EXTRACT ::
** begin **

In the gradual lead-up to this year's NHL Draft (June 24th-25th), there is endless speculation on who's going where, when, and whether Brian Burke is going to even slightly admit that he regrets giving up Leafs 1st round picks for the next 30 years. We're doing the same kind of song-and-dance at BTN, as we take the duties of Winnipeg H.C. bloggers. But before we even get that far, it's important to assess the current state of the team. As Robert Cleave pointed out, a reality check is in order, because you rarely inherit the Quebec Nordiques circa 1995-96. This team will take it's lumps in the standings in the next year, though it won't necessarily be catastrophic. It has a lot to do with what we have, and what we do this offseason.
That said...Who are these people? Where do they get all those wonderful toys?
Just a heads-up: this post will include a glossary of terms, so you know where I'm coming from. You'll see why.
Let's take a look at the men at the dot, our centres.
Okay, maybe there's a number of you saying, "Whoa, WTF is he talking about?" So let's clear things up a bit...
The initial data you see there, goals, assists, +/-, etc., are interesting data, no doubt, but they are fraught with luck and in dire need of context. The remaining statistics are various measures that have sought to provide the context and strip away some of the luck by looking at underlying statistics. Let's start from the beginning, and work our way down the list:
- 5v5 O-ZoneS%: One of the more interesting developments in recent years is the conclusion that where a player begins their shift (or the percentage of time the first faceoff of their shift is in the offensive zone) effects their opportunities to generate offense (produce or help produce shots on the opposing goaltender). A "protected" player will see their O-ZoneS% north of 54%; a "tough-minutes" player will be below 47%. With Antropov, you can see he's close to the middle, which means his coach was not too concerned about when he was put out there. Fair warning: it is important to look at this measure relative to teammates. A whole team might have fairly low O-ZoneS%'s, in which case you'll want to see where that player places on the team before suggesting they are getting tough or easy shifts.
- 5v5 BZS: Once again working with O-ZoneS%, in this case observing also the percentage of time a player finishes their shift in the offensive zone and comparing the difference between O-ZoneS% and O-ZoneF% to the league-average. Here's a bit more description. Positive BZS denotes a bit above league average; when you get into the +2's you're looking at a solid BZS. The range last year in BZS was from -7.85 to 5.766.

** end **

Rows from a pointing dataset

** begin **

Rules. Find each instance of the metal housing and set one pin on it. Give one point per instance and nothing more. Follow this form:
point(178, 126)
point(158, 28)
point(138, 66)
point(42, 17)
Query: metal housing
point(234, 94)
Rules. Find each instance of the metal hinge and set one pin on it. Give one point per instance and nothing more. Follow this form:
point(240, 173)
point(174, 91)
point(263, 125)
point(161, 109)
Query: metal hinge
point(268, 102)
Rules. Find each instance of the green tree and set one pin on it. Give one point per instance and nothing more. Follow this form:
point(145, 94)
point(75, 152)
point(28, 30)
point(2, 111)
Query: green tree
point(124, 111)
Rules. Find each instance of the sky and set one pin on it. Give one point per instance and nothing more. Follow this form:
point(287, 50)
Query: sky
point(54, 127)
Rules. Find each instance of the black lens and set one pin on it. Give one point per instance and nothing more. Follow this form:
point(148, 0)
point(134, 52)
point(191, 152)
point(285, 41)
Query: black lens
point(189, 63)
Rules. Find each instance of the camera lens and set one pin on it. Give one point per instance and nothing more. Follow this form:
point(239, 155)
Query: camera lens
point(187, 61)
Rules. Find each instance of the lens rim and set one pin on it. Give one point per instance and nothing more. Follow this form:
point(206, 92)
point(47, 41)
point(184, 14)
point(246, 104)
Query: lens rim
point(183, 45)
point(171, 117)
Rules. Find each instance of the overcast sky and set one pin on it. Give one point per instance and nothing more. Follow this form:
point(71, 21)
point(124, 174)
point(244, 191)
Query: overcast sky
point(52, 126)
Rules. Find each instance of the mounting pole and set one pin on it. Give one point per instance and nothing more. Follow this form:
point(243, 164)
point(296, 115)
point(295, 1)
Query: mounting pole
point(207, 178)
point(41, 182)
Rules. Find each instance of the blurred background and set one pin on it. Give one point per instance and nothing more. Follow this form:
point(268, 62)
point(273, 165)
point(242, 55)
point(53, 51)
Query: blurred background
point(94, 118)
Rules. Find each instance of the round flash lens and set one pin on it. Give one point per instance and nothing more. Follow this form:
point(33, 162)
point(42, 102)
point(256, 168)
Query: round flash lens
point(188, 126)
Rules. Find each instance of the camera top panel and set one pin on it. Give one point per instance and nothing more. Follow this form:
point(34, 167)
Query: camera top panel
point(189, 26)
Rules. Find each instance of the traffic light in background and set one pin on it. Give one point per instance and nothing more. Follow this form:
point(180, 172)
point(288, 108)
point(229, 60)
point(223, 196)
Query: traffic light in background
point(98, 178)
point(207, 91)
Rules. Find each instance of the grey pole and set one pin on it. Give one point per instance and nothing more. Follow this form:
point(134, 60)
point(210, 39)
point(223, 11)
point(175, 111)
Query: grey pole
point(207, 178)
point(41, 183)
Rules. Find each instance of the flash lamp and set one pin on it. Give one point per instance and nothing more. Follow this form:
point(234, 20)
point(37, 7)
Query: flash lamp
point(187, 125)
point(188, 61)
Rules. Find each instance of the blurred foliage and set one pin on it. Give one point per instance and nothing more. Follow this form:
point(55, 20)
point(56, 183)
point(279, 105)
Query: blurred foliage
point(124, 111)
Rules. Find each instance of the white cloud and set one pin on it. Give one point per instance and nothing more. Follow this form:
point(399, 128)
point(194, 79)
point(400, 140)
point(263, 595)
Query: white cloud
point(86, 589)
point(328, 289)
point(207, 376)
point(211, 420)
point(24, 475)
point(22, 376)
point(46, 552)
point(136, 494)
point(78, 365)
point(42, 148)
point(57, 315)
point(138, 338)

** end **

DO THIS ::
Could you carry on the hockey post about Winnipeg's centres and their underlying statistics, picking up right after its final sentence on the range of BZS?

EXERCISE RESULT ::
- FO%, #FO: Faceoff win percentage. Obviously an important statistic for centres (and teams). I also include the number of faceoffs to make sure our percentage isn't for all of 6 faceoffs. League average last year (including all players taking 100 or more faceoffs) was about 50.4%, with a range from 31.2 to 63.1%.
- 5v5 PIMdiff/60: An awesome statistic developed from Gabe's data by determining how many penalties a player draws versus how many they take. It's important to separate forwards and defencemen, as forwards draw more. League average last year for forwards that played over 30 games was 0.08, with a range from 1.9 to -5 (let's hope the Oilers hold onto Steve MacIntyre). Positive means the player drew more penalties than they committed.
- 5v5 TOI/60, 5v4 TOI/60, 4v5 TOI/60: Awhile ago, Tom Awad did an excellent series on ways to determine "good" players, and found an effective way to do this was to trust that coaches will reward a good player by giving them even-strength ice time. These data also provide context for the other rate stats (i.e. Goals/60); if a player plays all of 0.02 minutes of an average 60 minute game, you'll know their Goals/60 won't really tell you much. I also include 5v4 and 4v5 to let you know if the player is consistently used on the powerplay or penalty kill. Why no 5v3 or 3v5 or 3v4, etc? Because these are rare situations and I'm using a rate stat, these numbers can wildly fluctuate and not give you a clear picture on the players use (due to small sample size). League-average for 5v5 TOI/60 for forwards (defencemen log more ice time) over 30 GP was 12.01, ranging from 17.66 to 2.98.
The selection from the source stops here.